[Region annotation entries]

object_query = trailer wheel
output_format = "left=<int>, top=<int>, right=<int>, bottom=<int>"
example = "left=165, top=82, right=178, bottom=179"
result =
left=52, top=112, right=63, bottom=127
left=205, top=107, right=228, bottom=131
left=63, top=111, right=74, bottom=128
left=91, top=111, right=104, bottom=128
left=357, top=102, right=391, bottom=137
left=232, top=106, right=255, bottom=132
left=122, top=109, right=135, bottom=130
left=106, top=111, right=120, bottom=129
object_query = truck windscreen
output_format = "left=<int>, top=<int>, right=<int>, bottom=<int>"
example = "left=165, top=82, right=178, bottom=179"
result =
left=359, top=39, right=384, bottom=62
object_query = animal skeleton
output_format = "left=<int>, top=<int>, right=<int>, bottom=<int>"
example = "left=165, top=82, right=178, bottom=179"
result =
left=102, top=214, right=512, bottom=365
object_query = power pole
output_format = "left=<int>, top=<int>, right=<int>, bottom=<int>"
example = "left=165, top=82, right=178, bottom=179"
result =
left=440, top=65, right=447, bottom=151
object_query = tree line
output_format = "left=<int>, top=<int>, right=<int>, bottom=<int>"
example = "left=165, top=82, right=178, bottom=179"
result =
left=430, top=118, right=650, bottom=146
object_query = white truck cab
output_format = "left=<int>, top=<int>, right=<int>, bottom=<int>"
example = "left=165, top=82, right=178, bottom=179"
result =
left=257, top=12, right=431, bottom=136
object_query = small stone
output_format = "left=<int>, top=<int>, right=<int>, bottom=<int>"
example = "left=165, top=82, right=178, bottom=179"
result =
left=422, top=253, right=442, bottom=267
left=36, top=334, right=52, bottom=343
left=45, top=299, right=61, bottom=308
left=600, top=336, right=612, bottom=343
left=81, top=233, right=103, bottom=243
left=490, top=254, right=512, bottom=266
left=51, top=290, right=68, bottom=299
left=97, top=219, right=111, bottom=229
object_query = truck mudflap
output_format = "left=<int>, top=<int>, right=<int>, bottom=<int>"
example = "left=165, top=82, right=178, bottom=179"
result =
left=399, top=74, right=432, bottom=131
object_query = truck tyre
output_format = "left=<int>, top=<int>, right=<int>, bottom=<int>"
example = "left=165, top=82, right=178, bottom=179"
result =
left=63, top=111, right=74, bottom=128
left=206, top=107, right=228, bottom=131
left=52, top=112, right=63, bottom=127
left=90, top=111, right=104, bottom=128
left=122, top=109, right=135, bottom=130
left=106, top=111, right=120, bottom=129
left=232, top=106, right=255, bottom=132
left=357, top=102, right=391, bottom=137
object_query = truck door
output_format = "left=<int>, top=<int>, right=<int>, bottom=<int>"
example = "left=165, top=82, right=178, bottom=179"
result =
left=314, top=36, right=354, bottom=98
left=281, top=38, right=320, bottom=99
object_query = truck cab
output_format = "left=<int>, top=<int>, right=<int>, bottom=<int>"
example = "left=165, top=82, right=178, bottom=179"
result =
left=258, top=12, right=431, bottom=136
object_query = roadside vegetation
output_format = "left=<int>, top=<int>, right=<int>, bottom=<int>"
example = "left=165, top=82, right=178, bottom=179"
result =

* * *

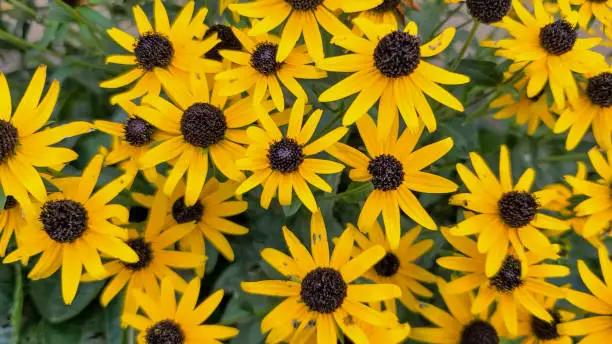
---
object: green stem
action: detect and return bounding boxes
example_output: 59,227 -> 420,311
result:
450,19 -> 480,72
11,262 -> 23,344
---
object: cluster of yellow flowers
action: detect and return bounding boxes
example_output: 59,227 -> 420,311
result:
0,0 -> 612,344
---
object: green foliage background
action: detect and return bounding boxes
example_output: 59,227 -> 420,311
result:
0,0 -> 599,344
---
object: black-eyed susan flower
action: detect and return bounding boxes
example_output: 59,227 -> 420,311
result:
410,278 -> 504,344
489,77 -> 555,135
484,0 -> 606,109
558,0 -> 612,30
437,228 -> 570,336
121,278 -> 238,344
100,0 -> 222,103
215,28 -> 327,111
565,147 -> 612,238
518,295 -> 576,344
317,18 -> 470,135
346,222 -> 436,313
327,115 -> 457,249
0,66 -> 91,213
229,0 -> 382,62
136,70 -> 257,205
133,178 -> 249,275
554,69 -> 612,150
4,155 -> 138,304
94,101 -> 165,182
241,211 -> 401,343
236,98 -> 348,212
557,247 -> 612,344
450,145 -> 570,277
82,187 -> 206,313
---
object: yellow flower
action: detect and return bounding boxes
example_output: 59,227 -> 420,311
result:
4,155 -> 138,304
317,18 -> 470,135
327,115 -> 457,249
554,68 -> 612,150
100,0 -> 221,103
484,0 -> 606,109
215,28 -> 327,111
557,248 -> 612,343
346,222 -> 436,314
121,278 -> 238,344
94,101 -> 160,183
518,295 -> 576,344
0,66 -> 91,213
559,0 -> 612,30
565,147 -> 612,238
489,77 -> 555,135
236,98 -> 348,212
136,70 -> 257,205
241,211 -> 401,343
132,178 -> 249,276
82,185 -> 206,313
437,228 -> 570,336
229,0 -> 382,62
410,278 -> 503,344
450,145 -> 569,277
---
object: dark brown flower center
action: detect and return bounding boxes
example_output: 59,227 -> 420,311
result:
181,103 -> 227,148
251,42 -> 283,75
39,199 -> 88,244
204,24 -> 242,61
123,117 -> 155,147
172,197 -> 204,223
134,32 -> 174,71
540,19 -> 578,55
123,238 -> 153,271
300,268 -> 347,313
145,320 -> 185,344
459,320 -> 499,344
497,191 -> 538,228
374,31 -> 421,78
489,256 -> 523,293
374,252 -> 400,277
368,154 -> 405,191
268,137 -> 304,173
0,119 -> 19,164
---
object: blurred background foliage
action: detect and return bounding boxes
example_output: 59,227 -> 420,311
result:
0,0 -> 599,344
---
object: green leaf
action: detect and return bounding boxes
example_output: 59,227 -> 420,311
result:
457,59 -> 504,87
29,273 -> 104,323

WHAT YOU SHOULD DO:
Rewrite the records from the line with "object_query = tree line" up to and including the line with "left=399, top=74, right=432, bottom=131", keeping the requests. Multiply every bounding box coordinate in the results by 0.45 and round to whole numbers, with halves rounding up, but leave the numbers in the requests and their format samples unchanged.

WRITTEN ANSWER:
object_query = tree line
output_format = "left=<int>, top=<int>, right=<int>, bottom=<int>"
example = "left=165, top=82, right=178, bottom=179"
result =
left=194, top=53, right=293, bottom=66
object_query = white truck cab
output_format = "left=<int>, top=<int>, right=<int>, bottom=<int>"
example = "left=165, top=82, right=178, bottom=179"
result =
left=116, top=5, right=194, bottom=61
object_query = small stone
output_format = "left=<int>, top=<int>, right=<int>, bottom=<int>"
example = "left=165, top=82, right=178, bottom=179"
result =
left=190, top=114, right=199, bottom=120
left=16, top=150, right=23, bottom=154
left=20, top=135, right=27, bottom=139
left=270, top=151, right=275, bottom=154
left=36, top=105, right=46, bottom=109
left=221, top=114, right=230, bottom=120
left=23, top=131, right=31, bottom=135
left=44, top=99, right=50, bottom=103
object_query = truck mudflap
output_format = "left=<int>, top=<int>, right=<int>, bottom=<int>"
example = "left=165, top=82, right=178, bottom=179"
result =
left=180, top=33, right=194, bottom=59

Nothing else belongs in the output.